Roman Catholic cemetery in Silver Spring, Maryland, US

Gate of Heaven Cemetery is a cemetery located in the Aspen Hill section of Silver Spring, Maryland, in the United States. It is operated and maintained by the Catholic Cemeteries of the Archdiocese of Washington, Inc. At the time of the cemetery's consecration in 1956, it was the first Roman Catholic archdiocesan cemetery to open in the Washington metropolitan area in 70 years. The grounds of Gate of Heaven Cemetery are centered around a series of internal roads and pathways, which in combination, form the shape of the Latin Cross.
*****
◆ **STATED GOAL**
Quote the stretch of the Gate of Heaven Cemetery text from "Roman Catholic cemetery" through "the Latin Cross.".
*****
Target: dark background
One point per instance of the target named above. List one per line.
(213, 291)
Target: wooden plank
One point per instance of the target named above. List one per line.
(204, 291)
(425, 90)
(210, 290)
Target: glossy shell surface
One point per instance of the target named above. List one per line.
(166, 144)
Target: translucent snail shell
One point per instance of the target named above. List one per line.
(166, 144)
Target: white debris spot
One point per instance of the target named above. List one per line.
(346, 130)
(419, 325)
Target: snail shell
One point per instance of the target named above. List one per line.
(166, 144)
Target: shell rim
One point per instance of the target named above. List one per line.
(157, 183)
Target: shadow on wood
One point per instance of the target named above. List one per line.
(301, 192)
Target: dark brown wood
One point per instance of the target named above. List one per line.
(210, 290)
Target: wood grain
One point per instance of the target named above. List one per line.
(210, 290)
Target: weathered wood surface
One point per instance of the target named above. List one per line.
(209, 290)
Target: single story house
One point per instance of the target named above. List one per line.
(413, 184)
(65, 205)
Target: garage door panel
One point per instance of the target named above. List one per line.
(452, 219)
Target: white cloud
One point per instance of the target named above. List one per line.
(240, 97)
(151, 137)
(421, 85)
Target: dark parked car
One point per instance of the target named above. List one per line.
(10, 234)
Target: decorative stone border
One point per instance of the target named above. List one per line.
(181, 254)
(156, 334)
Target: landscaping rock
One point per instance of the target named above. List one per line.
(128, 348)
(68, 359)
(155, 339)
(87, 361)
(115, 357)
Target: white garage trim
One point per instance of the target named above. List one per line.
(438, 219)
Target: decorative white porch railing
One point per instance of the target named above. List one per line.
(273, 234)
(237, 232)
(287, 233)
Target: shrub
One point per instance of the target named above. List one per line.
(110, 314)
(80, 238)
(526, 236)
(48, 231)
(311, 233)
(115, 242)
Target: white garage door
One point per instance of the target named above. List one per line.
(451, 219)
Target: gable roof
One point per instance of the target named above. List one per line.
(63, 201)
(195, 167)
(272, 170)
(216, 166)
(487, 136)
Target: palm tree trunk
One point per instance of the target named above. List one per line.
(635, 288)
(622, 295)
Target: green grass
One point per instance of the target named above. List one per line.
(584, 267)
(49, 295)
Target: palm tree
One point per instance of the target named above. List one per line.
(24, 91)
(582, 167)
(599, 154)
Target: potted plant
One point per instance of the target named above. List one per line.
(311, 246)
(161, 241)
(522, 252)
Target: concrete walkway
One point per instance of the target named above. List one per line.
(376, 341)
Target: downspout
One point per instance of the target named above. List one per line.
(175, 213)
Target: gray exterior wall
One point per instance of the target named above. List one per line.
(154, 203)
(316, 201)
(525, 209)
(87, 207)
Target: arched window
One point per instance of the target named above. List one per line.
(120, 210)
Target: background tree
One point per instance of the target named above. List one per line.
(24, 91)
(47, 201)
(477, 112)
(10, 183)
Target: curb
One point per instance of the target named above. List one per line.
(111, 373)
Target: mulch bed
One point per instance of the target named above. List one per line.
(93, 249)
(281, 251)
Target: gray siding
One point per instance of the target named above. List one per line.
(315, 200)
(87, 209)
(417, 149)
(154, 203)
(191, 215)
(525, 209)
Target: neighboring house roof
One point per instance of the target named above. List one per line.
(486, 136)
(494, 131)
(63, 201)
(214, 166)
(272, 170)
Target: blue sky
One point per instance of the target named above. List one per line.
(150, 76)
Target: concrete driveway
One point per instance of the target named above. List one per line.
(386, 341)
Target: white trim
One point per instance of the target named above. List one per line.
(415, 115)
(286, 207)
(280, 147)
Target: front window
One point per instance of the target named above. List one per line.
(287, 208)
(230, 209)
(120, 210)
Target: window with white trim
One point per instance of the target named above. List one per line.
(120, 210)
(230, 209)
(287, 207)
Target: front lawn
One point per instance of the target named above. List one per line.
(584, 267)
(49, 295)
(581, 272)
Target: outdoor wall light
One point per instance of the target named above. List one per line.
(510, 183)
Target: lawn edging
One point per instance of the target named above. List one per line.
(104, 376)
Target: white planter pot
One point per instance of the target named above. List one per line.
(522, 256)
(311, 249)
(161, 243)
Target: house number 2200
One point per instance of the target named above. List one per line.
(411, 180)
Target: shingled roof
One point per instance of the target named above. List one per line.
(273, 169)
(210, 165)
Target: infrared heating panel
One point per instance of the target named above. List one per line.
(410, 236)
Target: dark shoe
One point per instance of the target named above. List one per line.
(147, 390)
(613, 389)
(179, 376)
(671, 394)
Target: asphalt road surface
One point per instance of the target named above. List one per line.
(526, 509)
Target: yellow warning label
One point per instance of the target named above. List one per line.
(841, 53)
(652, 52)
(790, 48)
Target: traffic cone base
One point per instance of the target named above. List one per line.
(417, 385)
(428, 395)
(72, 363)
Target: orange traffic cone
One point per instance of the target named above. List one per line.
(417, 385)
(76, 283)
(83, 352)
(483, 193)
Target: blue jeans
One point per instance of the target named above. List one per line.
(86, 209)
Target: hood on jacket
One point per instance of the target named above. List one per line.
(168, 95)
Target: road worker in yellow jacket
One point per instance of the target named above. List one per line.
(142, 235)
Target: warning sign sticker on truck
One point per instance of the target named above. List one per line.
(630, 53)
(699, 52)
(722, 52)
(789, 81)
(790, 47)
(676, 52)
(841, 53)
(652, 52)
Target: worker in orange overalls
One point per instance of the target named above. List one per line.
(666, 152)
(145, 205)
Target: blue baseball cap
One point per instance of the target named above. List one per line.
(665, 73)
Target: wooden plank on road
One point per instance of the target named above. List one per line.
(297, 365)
*****
◆ **TASK SOLUTION**
Roman Catholic cemetery in Silver Spring, Maryland, US

Gate of Heaven Cemetery is a cemetery located in the Aspen Hill section of Silver Spring, Maryland, in the United States. It is operated and maintained by the Catholic Cemeteries of the Archdiocese of Washington, Inc. At the time of the cemetery's consecration in 1956, it was the first Roman Catholic archdiocesan cemetery to open in the Washington metropolitan area in 70 years. The grounds of Gate of Heaven Cemetery are centered around a series of internal roads and pathways, which in combination, form the shape of the Latin Cross.